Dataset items
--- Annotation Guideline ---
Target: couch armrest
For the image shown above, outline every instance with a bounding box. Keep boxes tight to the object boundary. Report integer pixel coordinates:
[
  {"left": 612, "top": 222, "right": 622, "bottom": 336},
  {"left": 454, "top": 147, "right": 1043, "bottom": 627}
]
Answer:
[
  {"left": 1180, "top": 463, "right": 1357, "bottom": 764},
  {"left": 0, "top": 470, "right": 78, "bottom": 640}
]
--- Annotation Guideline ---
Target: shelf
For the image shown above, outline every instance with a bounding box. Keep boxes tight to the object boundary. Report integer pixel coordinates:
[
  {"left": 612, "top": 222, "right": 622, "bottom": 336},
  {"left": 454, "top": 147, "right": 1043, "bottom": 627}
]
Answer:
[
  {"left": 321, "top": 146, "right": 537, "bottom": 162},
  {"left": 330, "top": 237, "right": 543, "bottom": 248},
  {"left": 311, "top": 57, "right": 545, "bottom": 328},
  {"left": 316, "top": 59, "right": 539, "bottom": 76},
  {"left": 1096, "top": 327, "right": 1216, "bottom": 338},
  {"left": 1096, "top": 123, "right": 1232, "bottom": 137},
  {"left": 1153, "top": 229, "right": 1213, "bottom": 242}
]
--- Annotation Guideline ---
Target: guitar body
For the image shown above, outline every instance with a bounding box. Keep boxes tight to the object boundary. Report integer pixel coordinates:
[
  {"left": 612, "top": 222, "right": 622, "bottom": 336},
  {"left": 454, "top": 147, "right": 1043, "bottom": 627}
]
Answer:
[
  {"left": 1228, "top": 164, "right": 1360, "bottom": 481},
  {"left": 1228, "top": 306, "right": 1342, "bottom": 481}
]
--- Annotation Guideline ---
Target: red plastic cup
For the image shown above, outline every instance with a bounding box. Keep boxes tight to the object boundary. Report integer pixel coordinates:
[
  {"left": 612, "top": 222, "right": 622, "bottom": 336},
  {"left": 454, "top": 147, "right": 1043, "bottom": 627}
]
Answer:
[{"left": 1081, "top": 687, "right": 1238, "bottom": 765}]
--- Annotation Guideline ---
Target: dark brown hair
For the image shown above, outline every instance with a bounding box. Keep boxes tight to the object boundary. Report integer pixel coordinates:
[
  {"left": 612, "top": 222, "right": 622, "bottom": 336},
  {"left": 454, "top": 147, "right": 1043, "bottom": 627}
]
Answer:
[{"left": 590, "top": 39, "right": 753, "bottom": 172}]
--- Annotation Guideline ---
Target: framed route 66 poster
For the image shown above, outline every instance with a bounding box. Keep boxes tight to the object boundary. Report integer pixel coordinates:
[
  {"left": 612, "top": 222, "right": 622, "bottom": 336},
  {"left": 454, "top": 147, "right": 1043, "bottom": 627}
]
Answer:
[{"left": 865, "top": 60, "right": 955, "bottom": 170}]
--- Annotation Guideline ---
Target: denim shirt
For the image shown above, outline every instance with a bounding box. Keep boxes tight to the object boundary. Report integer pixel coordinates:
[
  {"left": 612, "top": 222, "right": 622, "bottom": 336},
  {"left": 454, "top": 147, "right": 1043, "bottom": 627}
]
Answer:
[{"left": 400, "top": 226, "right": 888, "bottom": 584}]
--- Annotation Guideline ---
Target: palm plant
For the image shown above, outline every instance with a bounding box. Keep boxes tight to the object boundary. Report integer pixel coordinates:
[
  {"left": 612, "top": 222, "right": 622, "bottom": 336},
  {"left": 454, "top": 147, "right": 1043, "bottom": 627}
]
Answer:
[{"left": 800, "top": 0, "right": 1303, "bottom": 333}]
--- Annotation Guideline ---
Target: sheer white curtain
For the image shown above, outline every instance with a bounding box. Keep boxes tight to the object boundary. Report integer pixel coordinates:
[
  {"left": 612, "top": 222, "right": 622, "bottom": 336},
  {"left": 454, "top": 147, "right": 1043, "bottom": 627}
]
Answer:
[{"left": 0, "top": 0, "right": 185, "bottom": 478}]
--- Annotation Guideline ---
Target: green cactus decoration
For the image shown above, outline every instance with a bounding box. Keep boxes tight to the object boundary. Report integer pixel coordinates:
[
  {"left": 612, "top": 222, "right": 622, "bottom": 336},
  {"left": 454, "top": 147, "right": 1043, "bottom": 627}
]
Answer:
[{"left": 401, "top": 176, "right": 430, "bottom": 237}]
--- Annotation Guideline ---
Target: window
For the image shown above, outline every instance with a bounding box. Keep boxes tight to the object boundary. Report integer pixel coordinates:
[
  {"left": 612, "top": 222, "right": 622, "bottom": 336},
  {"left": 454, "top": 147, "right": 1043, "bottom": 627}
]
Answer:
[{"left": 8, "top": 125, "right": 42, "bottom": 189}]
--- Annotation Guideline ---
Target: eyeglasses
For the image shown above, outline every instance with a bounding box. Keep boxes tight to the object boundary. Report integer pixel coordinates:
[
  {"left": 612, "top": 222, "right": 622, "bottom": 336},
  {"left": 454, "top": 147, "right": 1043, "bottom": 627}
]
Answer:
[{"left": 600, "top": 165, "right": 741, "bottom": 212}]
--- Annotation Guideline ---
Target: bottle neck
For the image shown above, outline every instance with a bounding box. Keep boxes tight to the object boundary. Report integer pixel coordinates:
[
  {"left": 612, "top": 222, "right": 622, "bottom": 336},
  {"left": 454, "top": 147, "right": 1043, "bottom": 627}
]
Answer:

==

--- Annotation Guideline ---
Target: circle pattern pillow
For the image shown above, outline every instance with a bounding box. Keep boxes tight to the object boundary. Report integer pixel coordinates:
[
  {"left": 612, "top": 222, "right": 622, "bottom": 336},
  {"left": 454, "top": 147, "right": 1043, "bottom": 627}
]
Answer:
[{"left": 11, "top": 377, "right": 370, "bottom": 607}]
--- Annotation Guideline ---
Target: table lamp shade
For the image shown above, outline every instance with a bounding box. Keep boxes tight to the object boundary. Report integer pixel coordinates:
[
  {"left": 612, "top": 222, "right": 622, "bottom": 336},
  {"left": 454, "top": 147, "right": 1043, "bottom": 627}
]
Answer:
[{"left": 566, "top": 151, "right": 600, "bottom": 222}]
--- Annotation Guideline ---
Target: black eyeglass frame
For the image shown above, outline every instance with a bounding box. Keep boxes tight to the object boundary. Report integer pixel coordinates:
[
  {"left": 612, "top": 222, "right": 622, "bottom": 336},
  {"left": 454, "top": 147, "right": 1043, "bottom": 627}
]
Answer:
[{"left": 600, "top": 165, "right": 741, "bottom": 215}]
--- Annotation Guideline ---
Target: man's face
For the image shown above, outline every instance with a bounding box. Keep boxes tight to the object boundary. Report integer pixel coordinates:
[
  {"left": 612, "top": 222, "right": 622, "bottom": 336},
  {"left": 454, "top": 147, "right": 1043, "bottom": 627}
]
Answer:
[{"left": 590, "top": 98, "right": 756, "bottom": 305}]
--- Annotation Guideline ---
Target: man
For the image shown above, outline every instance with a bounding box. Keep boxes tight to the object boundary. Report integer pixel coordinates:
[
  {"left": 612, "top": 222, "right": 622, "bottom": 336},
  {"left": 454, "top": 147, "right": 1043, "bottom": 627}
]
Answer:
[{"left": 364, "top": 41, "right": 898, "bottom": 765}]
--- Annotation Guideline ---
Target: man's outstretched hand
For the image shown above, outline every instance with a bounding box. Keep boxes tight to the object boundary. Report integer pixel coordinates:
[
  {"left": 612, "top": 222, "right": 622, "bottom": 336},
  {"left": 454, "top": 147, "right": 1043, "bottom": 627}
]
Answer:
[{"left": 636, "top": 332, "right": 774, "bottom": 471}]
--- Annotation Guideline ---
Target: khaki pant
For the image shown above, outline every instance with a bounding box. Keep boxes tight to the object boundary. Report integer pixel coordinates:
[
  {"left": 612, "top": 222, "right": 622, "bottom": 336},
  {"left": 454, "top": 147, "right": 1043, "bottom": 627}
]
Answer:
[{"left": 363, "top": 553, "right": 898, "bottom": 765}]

* * *

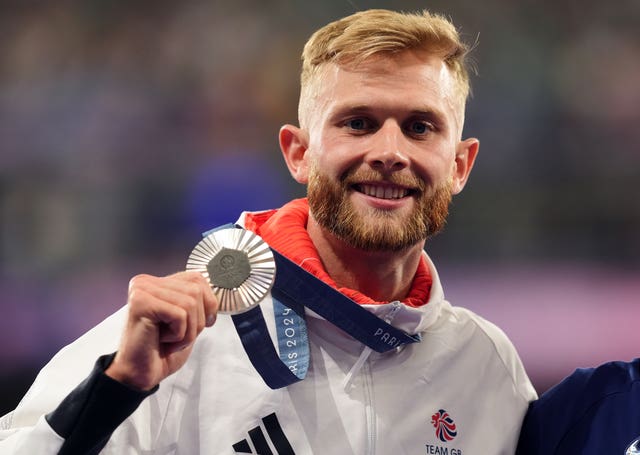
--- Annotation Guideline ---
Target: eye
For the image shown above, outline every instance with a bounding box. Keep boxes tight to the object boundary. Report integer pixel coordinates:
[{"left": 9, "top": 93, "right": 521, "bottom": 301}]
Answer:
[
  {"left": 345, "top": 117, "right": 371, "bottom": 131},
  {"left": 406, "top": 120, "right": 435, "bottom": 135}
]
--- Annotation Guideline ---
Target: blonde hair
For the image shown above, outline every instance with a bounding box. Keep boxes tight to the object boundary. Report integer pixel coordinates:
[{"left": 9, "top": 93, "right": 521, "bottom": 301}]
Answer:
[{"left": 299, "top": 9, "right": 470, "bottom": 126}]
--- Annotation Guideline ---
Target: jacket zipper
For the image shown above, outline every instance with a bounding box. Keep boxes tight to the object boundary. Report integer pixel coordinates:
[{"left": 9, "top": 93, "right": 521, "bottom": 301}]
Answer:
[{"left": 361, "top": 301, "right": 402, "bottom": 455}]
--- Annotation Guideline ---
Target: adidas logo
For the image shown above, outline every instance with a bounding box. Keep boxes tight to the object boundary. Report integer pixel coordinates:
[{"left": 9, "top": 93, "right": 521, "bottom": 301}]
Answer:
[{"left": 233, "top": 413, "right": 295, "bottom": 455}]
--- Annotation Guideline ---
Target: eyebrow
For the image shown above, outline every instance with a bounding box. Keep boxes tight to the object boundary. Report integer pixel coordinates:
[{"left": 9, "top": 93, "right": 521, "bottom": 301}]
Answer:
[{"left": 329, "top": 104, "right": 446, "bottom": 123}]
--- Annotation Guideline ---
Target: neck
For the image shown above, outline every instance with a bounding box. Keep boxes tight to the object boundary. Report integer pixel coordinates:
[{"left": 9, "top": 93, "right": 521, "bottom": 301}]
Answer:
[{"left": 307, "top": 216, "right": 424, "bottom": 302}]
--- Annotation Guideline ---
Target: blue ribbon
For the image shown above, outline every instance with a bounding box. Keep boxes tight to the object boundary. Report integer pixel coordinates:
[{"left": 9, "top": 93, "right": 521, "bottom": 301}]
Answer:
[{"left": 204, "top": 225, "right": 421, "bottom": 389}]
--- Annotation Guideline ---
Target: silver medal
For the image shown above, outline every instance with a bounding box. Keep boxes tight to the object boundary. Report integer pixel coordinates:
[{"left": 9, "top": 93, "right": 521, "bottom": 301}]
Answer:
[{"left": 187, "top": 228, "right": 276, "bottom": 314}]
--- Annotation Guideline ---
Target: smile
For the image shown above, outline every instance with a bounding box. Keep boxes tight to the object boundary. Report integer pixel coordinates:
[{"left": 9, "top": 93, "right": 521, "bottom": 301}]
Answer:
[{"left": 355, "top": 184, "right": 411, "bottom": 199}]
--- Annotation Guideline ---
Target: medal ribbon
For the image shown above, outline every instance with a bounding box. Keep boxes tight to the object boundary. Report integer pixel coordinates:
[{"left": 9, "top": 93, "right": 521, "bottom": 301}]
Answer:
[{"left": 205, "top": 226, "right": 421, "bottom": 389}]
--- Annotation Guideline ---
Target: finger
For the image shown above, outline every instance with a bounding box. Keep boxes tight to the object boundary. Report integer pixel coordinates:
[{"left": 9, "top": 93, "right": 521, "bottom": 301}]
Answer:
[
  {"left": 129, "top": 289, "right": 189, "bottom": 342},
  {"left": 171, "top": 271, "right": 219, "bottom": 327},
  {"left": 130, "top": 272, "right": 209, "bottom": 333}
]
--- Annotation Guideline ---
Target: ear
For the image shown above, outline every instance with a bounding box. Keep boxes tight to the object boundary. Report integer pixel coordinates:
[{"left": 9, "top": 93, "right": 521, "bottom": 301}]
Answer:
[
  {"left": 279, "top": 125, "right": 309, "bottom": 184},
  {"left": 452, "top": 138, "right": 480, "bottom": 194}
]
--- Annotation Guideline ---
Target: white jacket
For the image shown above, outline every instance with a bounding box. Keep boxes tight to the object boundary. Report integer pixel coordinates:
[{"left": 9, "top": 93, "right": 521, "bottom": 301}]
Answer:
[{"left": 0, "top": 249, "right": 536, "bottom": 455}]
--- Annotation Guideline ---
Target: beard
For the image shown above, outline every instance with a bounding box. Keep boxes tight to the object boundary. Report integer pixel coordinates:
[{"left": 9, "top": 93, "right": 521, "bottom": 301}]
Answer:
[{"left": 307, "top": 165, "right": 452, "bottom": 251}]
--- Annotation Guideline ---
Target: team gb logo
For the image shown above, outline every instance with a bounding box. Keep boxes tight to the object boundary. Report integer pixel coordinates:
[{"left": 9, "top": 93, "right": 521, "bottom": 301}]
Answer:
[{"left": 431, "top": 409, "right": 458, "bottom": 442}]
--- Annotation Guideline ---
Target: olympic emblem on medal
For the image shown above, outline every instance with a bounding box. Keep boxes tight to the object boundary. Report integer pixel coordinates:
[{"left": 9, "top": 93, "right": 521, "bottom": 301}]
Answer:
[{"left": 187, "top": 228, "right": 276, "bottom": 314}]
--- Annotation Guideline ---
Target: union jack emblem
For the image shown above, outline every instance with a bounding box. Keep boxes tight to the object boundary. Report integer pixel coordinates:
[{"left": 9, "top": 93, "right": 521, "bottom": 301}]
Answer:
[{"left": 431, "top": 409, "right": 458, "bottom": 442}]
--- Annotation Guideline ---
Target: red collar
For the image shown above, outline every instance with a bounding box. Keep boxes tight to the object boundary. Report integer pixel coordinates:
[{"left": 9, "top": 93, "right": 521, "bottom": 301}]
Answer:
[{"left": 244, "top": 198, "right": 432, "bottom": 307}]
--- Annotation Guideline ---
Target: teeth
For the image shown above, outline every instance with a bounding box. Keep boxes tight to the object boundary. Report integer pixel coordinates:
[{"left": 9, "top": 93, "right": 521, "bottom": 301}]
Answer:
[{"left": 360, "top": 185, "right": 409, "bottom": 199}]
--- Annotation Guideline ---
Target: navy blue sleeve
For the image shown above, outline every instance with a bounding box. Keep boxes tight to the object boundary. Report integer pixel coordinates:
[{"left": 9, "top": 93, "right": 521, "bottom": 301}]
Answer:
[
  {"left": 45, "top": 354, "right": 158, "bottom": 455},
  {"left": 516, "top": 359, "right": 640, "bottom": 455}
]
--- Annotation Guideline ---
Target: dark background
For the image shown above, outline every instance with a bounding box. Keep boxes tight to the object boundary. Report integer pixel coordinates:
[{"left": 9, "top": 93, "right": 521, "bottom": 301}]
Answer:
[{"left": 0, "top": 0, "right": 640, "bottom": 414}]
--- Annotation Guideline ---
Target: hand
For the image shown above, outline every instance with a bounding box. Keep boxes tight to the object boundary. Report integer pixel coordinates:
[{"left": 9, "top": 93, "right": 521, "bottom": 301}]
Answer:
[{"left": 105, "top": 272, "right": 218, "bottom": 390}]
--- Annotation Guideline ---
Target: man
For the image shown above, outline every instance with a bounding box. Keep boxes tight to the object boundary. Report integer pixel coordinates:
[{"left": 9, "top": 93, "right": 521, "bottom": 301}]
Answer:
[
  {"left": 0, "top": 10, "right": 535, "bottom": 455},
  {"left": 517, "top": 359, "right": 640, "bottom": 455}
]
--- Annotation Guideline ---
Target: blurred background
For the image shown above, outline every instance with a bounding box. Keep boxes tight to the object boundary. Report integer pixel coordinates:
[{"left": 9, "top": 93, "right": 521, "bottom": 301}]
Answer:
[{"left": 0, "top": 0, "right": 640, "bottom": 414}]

WHAT THIS TASK INVOLVES: Filter the rows above, keeping only the lines that contain the string "hair". Copy each matching line in full, and treat case as significant.

FULL SOLUTION:
Target: dark brown hair
Target: blonde hair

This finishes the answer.